PETER HITCHENS: The falling pound is NOTHING to do with your freedom
This is Peter Hitchens's Mail on Sunday column
The pound sterling would have fallen hard and fast if we had voted to stay in the EU. I am amazed it did not do so long before. More than three years ago, before the referendum was called, I advised you to keep an eye on the value of sterling as a true measure of our huge economic difficulties.
Since then they’ve grown worse – enormous state debts, enormous private debts, a disastrous balance of trade and a devastating current account deficit, which measures how much we owe abroad.
Add to that the £435billion of funny money pumped into the economy by the Bank of England since 2009 in so-called ‘quantitative easing’, the smooth modern way of printing cash which is backed by thin air.
If you do these things, the currency must shrink in value, as surely as water will wet you, and as surely as fire will burn.

-------------------------

# Task list
A – According to the column on the falling pound, how much money has the Bank of England pumped into the economy since 2009 through quantitative easing?
B – In the column on the falling pound, what is the Spanish translation of this sentence: "The pound sterling would have fallen hard and fast if we had voted to stay in the EU."?
C – Carry on the column about the falling pound, starting right after its last sentence.

-------------------------

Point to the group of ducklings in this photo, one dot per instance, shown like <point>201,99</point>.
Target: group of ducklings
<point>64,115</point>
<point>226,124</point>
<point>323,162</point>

-------------------------

# Written responses
A – £435 billion.

B – La libra esterlina habría caído con fuerza y rapidez si hubiéramos votado por permanecer en la UE.

C –
And now it has. I suspect it will get quite a lot worse, and the day when the dollar is worth more than the pound is now in sight. But currency markets like to wait for their opportunity. My guess is that, on the eve of the referendum, quite a few currency dealers bet heavily on a victory for the Remain campaign (as others did) and bought sterling in the belief that it would rise on the news. But others, more cunning or better informed, wagered the other way.
The resulting turmoil of rapid selling set off the avalanche which followed.
If the vote had gone the other way, then roughly the same thing would have happened by now, perhaps on the announcement of bad economic figures (there are so many, if you’re paying attention).
Everyone who understands the issue knows this. So they should stop saying – and you should stop believing – that the fall of sterling is your fault for voting for national independence.
This decision will have its costs – nothing worth having comes free – but a weaker pound isn’t one of them.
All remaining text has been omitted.